Repeat exactly, and only, the lines below starting at the line that contains "of white foam" and ending at the line that contains "of rocky shoreline.", inclusive of both.

= = = =

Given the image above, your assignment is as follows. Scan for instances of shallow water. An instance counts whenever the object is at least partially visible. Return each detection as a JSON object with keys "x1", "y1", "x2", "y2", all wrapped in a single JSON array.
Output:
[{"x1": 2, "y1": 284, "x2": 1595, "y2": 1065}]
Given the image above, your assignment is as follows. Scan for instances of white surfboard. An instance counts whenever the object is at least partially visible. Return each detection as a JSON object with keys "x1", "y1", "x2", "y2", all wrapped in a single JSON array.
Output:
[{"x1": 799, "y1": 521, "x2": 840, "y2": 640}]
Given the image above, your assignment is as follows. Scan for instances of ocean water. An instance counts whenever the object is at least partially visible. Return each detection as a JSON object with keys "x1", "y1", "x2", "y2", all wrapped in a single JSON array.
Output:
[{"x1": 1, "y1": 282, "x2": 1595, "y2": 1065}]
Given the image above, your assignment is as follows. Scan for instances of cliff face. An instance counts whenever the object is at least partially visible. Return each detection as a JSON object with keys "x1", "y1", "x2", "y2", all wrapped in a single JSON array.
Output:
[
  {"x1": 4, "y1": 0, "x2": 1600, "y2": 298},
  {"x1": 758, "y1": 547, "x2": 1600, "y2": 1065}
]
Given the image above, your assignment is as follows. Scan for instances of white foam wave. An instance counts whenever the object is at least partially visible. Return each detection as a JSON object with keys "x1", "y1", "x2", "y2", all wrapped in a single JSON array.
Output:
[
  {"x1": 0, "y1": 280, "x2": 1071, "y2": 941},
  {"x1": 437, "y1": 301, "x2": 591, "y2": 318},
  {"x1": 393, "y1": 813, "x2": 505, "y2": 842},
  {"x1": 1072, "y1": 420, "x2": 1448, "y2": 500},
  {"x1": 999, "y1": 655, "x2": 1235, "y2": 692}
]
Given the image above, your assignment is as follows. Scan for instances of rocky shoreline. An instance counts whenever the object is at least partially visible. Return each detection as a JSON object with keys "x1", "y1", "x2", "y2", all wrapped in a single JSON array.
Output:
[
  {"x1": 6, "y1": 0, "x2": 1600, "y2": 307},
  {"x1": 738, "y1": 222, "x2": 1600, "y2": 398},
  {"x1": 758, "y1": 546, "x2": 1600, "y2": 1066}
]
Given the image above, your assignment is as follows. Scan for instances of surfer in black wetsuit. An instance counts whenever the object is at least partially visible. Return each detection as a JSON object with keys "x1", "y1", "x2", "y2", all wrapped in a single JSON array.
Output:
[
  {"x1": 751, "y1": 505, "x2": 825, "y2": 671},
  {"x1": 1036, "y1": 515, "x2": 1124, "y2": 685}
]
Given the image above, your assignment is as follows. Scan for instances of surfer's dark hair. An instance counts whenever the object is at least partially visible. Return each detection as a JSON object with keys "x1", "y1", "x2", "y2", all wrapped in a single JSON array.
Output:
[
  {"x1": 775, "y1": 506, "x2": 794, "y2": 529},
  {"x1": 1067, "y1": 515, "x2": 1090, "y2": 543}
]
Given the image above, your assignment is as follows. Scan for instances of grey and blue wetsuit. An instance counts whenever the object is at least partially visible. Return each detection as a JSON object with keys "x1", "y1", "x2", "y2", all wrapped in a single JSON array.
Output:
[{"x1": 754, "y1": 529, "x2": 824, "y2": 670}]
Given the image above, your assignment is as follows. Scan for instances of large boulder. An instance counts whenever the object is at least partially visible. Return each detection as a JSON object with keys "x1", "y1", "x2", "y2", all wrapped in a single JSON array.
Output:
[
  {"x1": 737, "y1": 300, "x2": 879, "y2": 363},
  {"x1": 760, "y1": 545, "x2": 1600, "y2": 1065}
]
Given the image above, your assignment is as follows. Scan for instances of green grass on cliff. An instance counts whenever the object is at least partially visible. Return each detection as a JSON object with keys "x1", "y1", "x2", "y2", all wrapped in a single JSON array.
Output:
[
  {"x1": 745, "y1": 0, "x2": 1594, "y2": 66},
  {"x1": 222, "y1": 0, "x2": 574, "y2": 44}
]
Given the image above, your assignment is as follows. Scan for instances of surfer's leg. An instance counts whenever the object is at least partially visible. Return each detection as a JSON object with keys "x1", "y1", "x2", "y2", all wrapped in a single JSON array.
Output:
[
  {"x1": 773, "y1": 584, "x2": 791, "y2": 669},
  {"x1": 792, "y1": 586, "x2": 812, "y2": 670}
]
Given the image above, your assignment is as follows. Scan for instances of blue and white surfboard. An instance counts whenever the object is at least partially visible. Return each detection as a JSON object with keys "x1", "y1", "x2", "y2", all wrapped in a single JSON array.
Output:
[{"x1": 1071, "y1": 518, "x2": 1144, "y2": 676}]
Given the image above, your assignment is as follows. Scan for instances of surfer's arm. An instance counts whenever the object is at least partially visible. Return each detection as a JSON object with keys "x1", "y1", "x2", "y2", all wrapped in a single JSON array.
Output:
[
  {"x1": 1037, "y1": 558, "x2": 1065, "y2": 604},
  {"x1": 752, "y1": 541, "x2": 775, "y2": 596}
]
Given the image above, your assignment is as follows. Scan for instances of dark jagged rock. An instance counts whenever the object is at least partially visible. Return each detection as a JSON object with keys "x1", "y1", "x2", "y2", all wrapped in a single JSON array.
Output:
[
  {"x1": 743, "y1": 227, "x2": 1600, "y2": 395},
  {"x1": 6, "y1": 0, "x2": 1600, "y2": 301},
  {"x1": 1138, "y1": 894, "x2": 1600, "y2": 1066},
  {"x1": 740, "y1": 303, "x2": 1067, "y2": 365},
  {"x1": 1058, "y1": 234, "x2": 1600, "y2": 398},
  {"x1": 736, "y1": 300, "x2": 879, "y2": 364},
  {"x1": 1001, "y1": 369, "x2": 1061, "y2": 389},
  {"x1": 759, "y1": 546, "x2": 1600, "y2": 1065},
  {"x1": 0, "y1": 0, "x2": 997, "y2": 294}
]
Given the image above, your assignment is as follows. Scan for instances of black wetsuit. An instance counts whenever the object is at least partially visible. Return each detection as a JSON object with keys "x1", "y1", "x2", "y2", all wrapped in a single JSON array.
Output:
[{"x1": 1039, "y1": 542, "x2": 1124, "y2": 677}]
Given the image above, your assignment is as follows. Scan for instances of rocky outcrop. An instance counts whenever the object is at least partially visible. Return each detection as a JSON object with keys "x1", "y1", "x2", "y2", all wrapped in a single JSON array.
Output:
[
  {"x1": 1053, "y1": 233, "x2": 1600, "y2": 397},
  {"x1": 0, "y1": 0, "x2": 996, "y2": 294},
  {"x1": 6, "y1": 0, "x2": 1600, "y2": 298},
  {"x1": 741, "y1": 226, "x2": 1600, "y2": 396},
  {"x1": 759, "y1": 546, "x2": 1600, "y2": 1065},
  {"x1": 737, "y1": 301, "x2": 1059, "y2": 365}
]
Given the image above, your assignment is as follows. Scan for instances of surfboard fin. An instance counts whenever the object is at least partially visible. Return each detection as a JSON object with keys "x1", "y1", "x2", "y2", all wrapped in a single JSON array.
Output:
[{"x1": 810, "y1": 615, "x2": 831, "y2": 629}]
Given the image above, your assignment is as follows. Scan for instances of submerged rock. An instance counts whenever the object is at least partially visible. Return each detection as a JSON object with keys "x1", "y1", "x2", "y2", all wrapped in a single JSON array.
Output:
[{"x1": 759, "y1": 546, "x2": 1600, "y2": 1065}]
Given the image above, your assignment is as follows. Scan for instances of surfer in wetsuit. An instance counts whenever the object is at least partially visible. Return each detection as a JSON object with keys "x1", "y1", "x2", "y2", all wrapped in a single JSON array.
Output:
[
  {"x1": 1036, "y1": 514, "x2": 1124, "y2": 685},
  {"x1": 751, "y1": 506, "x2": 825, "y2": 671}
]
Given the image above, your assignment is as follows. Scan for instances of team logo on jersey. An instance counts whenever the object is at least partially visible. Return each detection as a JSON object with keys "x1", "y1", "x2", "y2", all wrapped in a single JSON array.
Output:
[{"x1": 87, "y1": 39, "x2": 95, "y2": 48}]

= = = =

● **SOLUTION TO THE PROBLEM**
Given the image above, your assignment is as follows. Scan for instances of white foam wave. An instance counts whenever the object is at least partially visible. Return each detection as a JSON object with keys "x1", "y1", "x2", "y2", all wrapped in a single JSON array.
Output:
[
  {"x1": 0, "y1": 280, "x2": 1071, "y2": 941},
  {"x1": 437, "y1": 301, "x2": 591, "y2": 318},
  {"x1": 393, "y1": 813, "x2": 505, "y2": 842},
  {"x1": 1072, "y1": 420, "x2": 1448, "y2": 500},
  {"x1": 999, "y1": 655, "x2": 1235, "y2": 692}
]
Given the image above, your assignment is as follows. Scan for instances of rocky shoreline. An instance counts whenever the object is at least partially visible. Return each detection as a JSON object with keys "x1", "y1", "x2", "y2", all wrapped in a single JSON array.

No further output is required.